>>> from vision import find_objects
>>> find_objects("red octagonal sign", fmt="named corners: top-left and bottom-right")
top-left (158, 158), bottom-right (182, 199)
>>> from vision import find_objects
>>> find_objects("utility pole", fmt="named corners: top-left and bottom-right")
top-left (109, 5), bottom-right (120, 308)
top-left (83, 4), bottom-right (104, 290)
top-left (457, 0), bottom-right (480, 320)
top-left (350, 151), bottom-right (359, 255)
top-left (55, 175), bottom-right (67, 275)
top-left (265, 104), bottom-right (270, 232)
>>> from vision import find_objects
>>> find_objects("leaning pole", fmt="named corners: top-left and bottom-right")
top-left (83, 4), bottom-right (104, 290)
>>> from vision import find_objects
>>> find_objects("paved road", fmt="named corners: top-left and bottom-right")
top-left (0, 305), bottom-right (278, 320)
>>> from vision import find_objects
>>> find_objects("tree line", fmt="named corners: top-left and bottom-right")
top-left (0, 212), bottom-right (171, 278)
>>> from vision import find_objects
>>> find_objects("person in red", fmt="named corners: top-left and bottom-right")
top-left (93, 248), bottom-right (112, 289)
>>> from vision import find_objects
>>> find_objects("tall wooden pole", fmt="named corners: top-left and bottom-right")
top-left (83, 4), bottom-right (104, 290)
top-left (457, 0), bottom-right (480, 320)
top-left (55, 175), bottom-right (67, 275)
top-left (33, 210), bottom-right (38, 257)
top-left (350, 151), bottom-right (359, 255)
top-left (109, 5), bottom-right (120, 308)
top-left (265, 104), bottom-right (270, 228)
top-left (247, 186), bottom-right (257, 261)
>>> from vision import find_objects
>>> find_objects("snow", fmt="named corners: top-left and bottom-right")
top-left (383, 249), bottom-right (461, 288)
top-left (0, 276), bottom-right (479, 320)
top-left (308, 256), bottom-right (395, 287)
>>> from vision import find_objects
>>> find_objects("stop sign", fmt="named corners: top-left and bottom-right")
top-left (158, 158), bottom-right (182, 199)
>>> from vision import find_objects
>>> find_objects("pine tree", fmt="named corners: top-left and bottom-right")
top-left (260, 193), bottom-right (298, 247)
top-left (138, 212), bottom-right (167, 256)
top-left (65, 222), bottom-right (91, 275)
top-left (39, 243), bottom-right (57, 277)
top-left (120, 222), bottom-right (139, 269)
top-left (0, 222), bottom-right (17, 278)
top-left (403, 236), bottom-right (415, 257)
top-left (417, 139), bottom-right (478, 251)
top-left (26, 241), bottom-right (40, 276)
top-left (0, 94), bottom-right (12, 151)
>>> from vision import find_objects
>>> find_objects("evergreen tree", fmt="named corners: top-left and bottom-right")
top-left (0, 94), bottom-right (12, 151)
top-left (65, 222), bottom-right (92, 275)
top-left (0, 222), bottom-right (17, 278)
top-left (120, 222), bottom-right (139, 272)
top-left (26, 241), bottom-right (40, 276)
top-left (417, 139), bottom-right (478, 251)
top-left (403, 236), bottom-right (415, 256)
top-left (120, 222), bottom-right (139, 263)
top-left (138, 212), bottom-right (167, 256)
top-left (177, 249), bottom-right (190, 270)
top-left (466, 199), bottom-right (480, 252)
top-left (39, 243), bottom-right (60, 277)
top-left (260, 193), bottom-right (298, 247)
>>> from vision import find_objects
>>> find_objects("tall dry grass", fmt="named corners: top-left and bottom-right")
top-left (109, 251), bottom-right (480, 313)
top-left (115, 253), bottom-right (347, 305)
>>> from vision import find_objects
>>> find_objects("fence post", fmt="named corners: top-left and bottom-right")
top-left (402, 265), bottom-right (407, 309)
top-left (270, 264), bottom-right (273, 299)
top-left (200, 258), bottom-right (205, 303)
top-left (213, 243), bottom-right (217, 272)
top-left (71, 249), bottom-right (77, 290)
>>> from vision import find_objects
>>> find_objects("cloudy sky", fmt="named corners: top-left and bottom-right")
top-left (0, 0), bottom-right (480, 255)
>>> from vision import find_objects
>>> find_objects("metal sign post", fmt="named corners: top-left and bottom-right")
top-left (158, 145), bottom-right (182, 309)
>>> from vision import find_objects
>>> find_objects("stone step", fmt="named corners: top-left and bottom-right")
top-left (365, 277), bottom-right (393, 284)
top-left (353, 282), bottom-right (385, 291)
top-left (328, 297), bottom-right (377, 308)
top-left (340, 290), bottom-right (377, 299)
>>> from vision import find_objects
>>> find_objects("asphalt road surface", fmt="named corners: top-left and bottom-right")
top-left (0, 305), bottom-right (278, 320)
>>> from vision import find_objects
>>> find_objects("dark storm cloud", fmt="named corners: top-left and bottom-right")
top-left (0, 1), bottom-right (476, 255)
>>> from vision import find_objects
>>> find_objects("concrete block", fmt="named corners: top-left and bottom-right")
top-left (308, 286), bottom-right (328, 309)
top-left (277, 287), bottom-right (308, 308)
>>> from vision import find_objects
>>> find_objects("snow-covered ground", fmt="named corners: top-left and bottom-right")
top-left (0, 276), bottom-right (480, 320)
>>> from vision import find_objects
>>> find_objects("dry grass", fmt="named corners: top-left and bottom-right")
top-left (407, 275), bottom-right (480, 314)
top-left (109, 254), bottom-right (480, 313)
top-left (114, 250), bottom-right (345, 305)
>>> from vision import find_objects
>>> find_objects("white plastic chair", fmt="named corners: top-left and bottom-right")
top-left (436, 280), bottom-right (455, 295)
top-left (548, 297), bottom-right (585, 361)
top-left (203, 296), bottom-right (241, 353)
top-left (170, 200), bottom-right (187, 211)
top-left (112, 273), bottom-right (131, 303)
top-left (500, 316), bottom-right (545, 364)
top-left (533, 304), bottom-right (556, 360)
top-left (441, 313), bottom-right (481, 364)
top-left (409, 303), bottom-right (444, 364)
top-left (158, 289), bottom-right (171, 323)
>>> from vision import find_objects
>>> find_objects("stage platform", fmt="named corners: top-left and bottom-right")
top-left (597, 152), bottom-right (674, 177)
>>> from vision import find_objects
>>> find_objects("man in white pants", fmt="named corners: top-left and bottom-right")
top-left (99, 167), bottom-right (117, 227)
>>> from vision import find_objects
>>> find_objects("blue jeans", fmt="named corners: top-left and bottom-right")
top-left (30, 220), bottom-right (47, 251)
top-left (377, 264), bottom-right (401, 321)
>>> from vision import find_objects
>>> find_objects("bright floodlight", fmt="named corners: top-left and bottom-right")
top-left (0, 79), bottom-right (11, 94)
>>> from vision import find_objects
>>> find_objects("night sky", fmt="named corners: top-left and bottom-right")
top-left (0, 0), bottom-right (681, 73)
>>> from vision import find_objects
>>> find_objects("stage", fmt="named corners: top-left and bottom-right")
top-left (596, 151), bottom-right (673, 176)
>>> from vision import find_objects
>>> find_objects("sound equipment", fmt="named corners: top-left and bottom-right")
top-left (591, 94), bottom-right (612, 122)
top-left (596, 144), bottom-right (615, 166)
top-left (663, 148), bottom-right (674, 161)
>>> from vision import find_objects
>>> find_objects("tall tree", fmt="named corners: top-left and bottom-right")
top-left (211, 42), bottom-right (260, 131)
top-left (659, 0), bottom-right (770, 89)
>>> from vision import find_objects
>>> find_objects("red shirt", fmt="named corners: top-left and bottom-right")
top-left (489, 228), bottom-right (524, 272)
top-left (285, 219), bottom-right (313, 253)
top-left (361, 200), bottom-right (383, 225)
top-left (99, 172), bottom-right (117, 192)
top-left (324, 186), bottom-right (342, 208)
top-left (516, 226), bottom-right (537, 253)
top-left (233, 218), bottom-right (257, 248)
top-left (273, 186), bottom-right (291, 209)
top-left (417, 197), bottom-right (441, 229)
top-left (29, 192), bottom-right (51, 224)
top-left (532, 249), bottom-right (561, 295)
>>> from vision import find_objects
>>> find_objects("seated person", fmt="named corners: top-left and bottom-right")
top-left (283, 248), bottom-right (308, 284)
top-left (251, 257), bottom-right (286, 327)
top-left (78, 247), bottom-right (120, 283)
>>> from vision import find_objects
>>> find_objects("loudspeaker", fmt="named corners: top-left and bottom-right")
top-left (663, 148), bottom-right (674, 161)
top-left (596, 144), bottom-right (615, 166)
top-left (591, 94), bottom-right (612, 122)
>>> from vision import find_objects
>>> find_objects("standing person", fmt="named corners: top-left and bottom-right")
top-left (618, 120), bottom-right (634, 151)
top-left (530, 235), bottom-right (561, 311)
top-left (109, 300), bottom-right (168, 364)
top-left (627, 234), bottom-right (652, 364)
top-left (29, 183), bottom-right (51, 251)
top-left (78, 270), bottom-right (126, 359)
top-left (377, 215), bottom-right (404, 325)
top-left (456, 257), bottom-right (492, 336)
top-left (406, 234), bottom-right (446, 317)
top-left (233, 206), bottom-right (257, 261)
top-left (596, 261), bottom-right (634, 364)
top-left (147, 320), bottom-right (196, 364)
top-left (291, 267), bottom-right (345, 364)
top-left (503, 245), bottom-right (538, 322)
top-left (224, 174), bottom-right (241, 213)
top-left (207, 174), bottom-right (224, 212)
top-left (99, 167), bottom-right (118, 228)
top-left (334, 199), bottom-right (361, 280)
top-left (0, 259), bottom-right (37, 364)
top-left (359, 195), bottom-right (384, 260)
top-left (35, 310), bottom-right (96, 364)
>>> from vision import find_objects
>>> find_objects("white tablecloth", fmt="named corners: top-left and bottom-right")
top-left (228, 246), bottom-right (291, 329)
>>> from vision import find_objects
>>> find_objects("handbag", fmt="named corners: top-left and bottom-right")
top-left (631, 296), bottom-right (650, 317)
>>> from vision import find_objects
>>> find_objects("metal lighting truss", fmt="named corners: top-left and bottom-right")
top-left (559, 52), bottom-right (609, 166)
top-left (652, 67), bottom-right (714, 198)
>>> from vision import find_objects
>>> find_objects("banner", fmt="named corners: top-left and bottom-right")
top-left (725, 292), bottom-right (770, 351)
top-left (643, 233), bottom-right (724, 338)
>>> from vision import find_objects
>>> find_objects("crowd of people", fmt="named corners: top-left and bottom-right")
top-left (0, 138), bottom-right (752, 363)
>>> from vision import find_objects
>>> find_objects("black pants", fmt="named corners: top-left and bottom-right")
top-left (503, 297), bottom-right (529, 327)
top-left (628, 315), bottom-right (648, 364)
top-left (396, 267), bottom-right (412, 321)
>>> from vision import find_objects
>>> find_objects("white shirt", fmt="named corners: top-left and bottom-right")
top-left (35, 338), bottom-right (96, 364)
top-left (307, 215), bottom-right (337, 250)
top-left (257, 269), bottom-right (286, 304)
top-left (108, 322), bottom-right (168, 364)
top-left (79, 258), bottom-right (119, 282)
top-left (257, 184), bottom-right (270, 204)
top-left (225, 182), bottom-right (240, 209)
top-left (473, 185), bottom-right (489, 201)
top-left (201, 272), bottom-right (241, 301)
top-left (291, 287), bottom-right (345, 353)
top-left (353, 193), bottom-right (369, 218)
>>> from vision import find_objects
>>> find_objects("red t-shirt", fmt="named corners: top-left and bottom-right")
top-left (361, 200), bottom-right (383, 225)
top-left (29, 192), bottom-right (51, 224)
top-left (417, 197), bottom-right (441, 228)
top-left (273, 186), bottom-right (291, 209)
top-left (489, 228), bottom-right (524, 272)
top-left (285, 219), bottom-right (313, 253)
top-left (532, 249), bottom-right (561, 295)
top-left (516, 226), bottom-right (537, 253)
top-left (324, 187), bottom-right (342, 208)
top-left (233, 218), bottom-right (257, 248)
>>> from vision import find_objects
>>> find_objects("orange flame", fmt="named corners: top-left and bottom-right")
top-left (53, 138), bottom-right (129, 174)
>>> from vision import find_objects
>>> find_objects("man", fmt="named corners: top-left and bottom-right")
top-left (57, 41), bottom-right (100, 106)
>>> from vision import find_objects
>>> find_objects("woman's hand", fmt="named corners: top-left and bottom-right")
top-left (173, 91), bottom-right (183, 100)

┄┄┄┄┄┄┄┄┄┄┄┄┄┄┄┄┄┄┄┄

→ **Task details**
Which lines in the rows above contain the string "person"? Collect every one of them, treating uppercase and lowercase as different.

→ **Task solution**
>>> find_objects("person in red", fmt="named corners: top-left and bottom-right")
>>> find_objects("seated person", fmt="named corners: top-left and bottom-right")
>>> find_objects("standing person", fmt="named corners: top-left and bottom-right")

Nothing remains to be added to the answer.